▶ [WORK ORDER]:
Return the entries exactly. Images are not part of the copy.

Stored items:
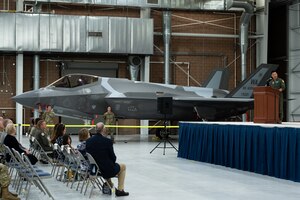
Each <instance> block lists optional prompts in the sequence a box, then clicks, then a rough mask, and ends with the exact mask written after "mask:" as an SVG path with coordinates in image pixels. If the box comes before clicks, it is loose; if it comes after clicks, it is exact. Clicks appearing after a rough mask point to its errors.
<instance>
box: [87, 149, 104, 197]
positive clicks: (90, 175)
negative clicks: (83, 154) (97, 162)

▶ [SOLUTION TO THIS TASK]:
Each <instance> block lists optional prompts in the sequence a box, then clicks, then a rough mask, and ends with the exact mask written after "mask:" as an SVG path with coordinates in image pixels. If the box comes before clicks, it is loose; if it comes after clicks, it is exact. Clicks appearing after a rough mask point to its errors.
<instance>
box: [87, 149, 104, 197]
positive clicks: (90, 175)
negative clicks: (83, 154) (97, 162)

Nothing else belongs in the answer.